- REQUIREMENTS: Print the lines of the listing below unchanged, from the line containing "Give a dot for each instance of the brick" through the line containing "<point>384,80</point>". Leave any pictures out of your answer.

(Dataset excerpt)
[Start]

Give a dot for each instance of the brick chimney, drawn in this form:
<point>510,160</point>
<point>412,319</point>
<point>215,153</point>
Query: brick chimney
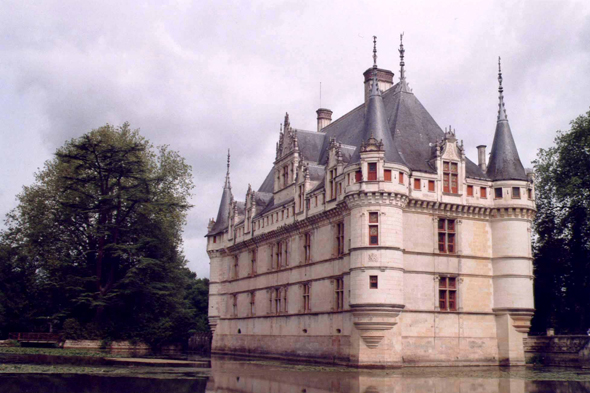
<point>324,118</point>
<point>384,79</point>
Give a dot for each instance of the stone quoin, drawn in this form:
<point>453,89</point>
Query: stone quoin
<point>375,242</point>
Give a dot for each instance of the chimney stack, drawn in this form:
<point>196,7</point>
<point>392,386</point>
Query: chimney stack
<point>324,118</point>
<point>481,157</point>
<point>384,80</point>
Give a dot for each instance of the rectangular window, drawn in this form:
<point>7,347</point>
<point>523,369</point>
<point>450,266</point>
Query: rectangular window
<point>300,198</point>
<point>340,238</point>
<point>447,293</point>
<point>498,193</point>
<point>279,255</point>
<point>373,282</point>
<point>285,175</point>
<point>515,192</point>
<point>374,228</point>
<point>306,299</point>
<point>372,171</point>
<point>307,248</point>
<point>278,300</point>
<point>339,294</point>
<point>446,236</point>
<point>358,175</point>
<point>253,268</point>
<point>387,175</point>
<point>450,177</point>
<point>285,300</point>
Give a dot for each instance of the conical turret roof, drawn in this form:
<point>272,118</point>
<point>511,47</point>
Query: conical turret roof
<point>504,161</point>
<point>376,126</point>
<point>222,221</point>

[End]
[Start]

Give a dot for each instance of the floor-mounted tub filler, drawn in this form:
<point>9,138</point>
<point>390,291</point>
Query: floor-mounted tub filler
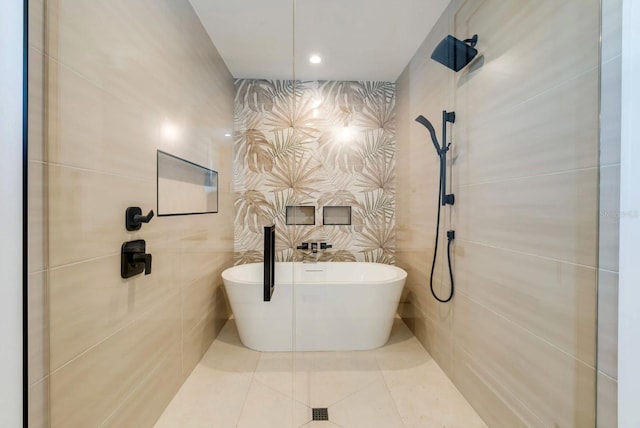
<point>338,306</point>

[End]
[Start]

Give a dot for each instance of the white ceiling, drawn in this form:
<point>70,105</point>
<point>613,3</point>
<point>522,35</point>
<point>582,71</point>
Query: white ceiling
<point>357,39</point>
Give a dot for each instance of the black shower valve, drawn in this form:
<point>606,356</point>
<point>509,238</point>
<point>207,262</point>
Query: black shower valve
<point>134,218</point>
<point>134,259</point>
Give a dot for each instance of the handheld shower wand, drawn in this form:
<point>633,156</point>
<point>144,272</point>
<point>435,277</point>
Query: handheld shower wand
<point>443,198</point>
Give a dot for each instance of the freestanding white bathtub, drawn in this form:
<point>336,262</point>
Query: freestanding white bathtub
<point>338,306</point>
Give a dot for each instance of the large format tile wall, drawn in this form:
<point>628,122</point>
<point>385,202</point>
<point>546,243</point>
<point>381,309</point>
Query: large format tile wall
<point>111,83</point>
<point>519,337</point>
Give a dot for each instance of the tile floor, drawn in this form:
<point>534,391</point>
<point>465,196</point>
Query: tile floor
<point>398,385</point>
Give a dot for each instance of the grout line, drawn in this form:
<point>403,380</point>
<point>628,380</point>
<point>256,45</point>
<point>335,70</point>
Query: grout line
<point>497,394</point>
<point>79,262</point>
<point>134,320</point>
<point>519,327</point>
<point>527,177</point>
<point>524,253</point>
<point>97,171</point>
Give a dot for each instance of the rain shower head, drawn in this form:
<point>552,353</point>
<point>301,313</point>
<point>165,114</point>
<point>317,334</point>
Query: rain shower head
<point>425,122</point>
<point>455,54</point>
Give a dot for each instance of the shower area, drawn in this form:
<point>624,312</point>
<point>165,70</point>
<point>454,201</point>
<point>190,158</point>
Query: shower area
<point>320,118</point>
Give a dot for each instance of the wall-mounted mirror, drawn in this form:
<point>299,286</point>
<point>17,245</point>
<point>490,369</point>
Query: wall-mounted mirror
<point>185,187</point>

[End]

- OUTPUT BELOW:
Give a dot for each instance of the brick chimney, drawn in this form:
<point>510,160</point>
<point>412,319</point>
<point>215,153</point>
Query: brick chimney
<point>324,118</point>
<point>384,79</point>
Give a dot for each instance of the stone quoin, drawn in this form:
<point>453,89</point>
Query: stone quoin
<point>375,242</point>
Give a dot for each instance of the chimney stack, drawn in this form:
<point>196,7</point>
<point>392,386</point>
Query: chimney stack
<point>324,118</point>
<point>481,157</point>
<point>384,80</point>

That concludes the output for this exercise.